**TASK REQUIREMENTS**
Leave out the images; return the rest of the data exactly.

— BEGIN PROVIDED RECORDS —

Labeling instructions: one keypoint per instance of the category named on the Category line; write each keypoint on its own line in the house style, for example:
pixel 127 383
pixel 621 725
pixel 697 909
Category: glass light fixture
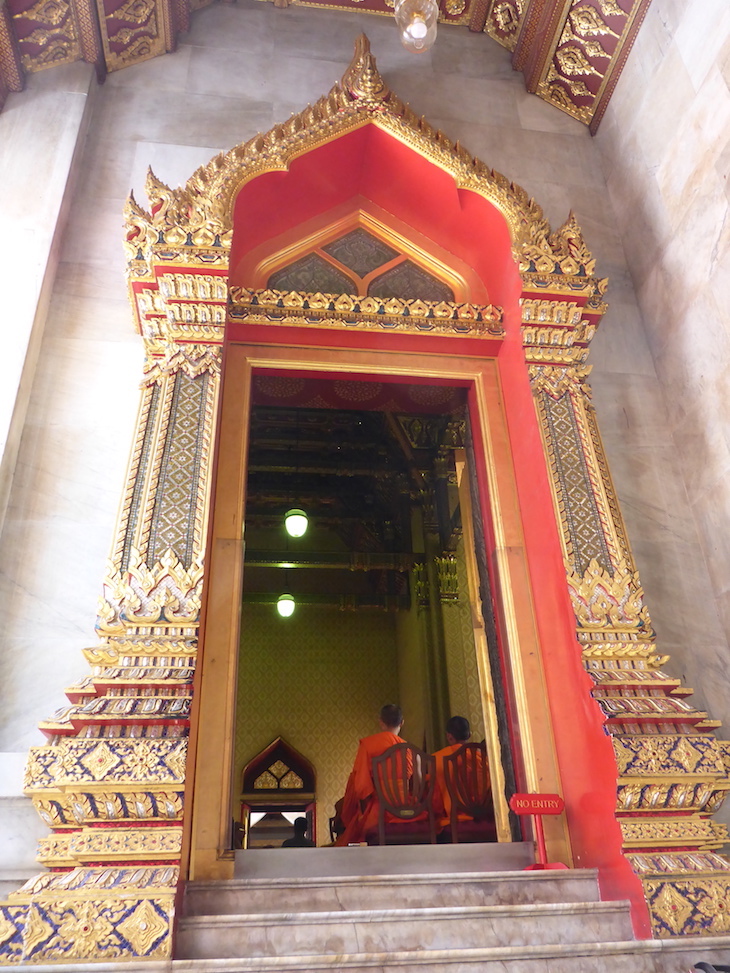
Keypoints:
pixel 296 522
pixel 417 21
pixel 286 605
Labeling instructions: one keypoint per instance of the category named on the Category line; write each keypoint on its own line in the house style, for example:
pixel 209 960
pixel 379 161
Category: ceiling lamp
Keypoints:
pixel 417 21
pixel 296 522
pixel 286 605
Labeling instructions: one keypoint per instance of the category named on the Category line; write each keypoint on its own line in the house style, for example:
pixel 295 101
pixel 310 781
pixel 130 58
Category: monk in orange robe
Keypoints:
pixel 458 732
pixel 360 805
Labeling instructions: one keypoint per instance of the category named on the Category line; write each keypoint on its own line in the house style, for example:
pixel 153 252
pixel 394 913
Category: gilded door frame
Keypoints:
pixel 210 857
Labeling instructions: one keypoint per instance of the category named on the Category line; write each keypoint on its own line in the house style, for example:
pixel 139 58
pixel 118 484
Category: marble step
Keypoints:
pixel 245 896
pixel 494 856
pixel 677 955
pixel 401 930
pixel 648 956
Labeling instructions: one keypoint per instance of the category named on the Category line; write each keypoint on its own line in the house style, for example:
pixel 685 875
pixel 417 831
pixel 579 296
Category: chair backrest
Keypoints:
pixel 404 778
pixel 466 773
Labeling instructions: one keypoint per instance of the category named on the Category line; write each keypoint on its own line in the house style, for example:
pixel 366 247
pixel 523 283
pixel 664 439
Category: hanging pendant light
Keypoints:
pixel 286 605
pixel 296 522
pixel 417 21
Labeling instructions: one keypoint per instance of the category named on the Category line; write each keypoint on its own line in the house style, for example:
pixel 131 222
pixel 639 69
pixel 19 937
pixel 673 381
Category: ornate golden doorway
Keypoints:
pixel 386 589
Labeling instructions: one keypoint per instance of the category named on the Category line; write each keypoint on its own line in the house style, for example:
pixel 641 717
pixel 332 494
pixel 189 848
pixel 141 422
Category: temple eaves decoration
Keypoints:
pixel 110 782
pixel 571 52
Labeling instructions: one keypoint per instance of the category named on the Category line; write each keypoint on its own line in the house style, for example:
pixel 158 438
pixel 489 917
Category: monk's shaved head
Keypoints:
pixel 391 715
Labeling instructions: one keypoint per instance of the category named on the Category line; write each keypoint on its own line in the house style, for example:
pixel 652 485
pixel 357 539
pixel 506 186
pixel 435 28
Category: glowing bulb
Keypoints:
pixel 296 522
pixel 417 29
pixel 417 21
pixel 286 605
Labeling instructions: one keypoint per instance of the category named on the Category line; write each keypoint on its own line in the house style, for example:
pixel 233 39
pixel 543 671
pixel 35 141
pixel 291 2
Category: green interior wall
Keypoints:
pixel 465 696
pixel 317 679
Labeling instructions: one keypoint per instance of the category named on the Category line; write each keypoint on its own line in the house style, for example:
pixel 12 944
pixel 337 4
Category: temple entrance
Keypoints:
pixel 385 579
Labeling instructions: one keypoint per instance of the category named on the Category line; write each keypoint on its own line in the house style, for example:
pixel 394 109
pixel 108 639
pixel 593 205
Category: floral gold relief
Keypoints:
pixel 110 781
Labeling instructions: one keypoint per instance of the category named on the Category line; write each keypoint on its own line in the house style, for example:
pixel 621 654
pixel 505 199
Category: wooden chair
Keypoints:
pixel 466 774
pixel 404 779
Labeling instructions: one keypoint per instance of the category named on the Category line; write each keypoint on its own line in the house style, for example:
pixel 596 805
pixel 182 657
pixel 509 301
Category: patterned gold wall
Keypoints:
pixel 317 679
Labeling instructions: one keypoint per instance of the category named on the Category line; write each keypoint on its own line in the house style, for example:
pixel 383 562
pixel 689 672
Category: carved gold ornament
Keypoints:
pixel 602 599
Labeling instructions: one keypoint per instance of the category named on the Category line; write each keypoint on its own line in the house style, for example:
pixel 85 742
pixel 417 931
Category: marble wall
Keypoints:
pixel 651 217
pixel 318 681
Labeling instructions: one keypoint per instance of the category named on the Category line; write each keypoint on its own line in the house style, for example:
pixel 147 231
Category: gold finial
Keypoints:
pixel 362 79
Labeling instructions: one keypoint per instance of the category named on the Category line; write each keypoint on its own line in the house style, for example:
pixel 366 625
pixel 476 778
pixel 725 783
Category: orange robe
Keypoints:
pixel 360 805
pixel 441 797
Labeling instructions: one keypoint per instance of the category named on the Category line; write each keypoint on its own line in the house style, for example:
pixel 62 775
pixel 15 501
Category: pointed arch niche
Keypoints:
pixel 361 156
pixel 588 712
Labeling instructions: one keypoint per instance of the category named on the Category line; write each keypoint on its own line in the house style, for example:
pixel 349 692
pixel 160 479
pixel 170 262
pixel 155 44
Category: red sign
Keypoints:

— END PROVIDED RECORDS —

**FINAL ANSWER**
Labeling instructions: one keypoint per instance of the category named on the Category line; write each keypoint on its own line in the house style, for example:
pixel 127 383
pixel 621 725
pixel 697 909
Category: glass light fixture
Keypoints:
pixel 296 522
pixel 417 21
pixel 286 605
Labeling instructions: one keypoint per instance of the category named on the Category line; write each keypoint on its own line in the house style, for example:
pixel 209 960
pixel 379 161
Category: ceiling lamp
Keypoints:
pixel 417 21
pixel 296 522
pixel 286 605
Labeling instructions: one keypoint per instance of the category named on the Category line; write each keypoint on its own line in the house style, for example:
pixel 295 101
pixel 310 781
pixel 130 58
Category: monk in orange robe
Keypoints:
pixel 458 732
pixel 360 805
Labeling instructions: one keypoint per instance of the category named on the Category line; write each keypoint on its own line in the house style, for example:
pixel 153 252
pixel 394 913
Category: gilded door frame
Keypoints:
pixel 210 857
Labeling instructions: one keypoint per instance of the category named on the Category line; write each keypoint on its own line in the house style, for example:
pixel 139 58
pixel 118 484
Category: marble step
Keypoints:
pixel 245 896
pixel 494 856
pixel 677 955
pixel 401 930
pixel 648 956
Labeling instructions: one keypoint per instance of the category named on the Category line; write each keypoint on its own line in the house style, for example:
pixel 685 875
pixel 417 831
pixel 579 296
Category: chair backrest
Keypoints:
pixel 404 778
pixel 466 773
Labeling instructions: one keypoint per instance of the category named on the Category line; write each keypoint on its own line in the house style, for example:
pixel 366 247
pixel 523 283
pixel 664 439
Category: hanging pendant light
Keypoints:
pixel 286 605
pixel 296 522
pixel 417 21
Labeling instructions: one keypoint per instance of the category named on the Category line; write each keypoint on its own line in the house style, for example:
pixel 131 222
pixel 639 69
pixel 19 937
pixel 673 381
Category: ornate golden doorway
Keypoints:
pixel 386 589
Labeling instructions: one keypoint per instance of the category named on the Category line; write each keypoint on its own line in the house style, for example:
pixel 641 717
pixel 332 494
pixel 189 848
pixel 141 422
Category: temple eaves decoration
Keypoints:
pixel 110 782
pixel 571 52
Labeling instructions: one keypoint per instance of the category named on the Category line; write each keypoint on its own line in the house style, for example:
pixel 158 438
pixel 489 917
Category: monk's shaved head
Keypoints:
pixel 391 715
Labeling instructions: one keypoint per instance of the category named on the Category line; write each keypoint on its own line in the house style, for example:
pixel 652 485
pixel 357 539
pixel 506 186
pixel 435 28
Category: glowing bulb
Keypoints:
pixel 296 522
pixel 417 29
pixel 417 21
pixel 286 605
Labeling instructions: one keypoint per instance of the category named on the Category line; write each keypoint on its own line in the house style, for example:
pixel 233 39
pixel 543 671
pixel 35 141
pixel 291 2
Category: green interior wall
Keypoints:
pixel 465 696
pixel 317 679
Labeling instructions: one keypoint per instance of the category named on the Category line; write each keypoint on its own line in the house style, for example:
pixel 12 944
pixel 337 4
Category: temple entrance
Keypoints:
pixel 385 579
Labeling instructions: one keypoint per instance of the category named on the Category line; write each keypoint on its own line in the house style, for example:
pixel 394 109
pixel 108 639
pixel 593 205
Category: floral gold relief
Keypoints:
pixel 110 781
Labeling instructions: one keypoint per instance of the category named on the Category line; write each keypoint on its own line in the house style, for example:
pixel 621 654
pixel 505 199
Category: wooden chair
Keypoints:
pixel 466 774
pixel 404 779
Labeling instructions: one keypoint per instance of the category named on the Category line; write each keypoint on its own line in the house style, for example:
pixel 596 805
pixel 182 657
pixel 509 301
Category: patterned gold wall
Keypoints:
pixel 317 679
Labeling instructions: one keypoint per instance of the category named on the Category line; write each keypoint on its own line in the house style, for example:
pixel 383 562
pixel 689 672
Category: carved gold ornament
Keypoints:
pixel 602 599
Labeling instructions: one keypoint per instance of the category named on the Category line; write each keypoint on its own line in the house style, for example:
pixel 85 742
pixel 417 931
Category: marble wall
Keypoints:
pixel 651 217
pixel 318 681
Labeling instructions: one keypoint per instance of the category named on the Category line; write each keypoint on its own line in the house style, for example:
pixel 147 231
Category: gold finial
Keypoints:
pixel 362 79
Labeling instructions: one keypoint per instance of the category named on the Category line; write each keypoint on its own line in the house style, for example:
pixel 366 625
pixel 476 778
pixel 725 783
Category: orange robe
Keypoints:
pixel 360 805
pixel 441 797
Labeling instructions: one keypoint per instance of the category named on the Category line; write each keypoint on its own line in the house style, for example:
pixel 62 775
pixel 15 501
Category: pointed arch niche
Keypoints:
pixel 361 156
pixel 588 712
Labeling instructions: one keypoint per instance of the category named on the Category line; write each keypoint on its own line in the house style, for example:
pixel 349 692
pixel 160 479
pixel 170 262
pixel 155 44
Category: red sign
Keypoints:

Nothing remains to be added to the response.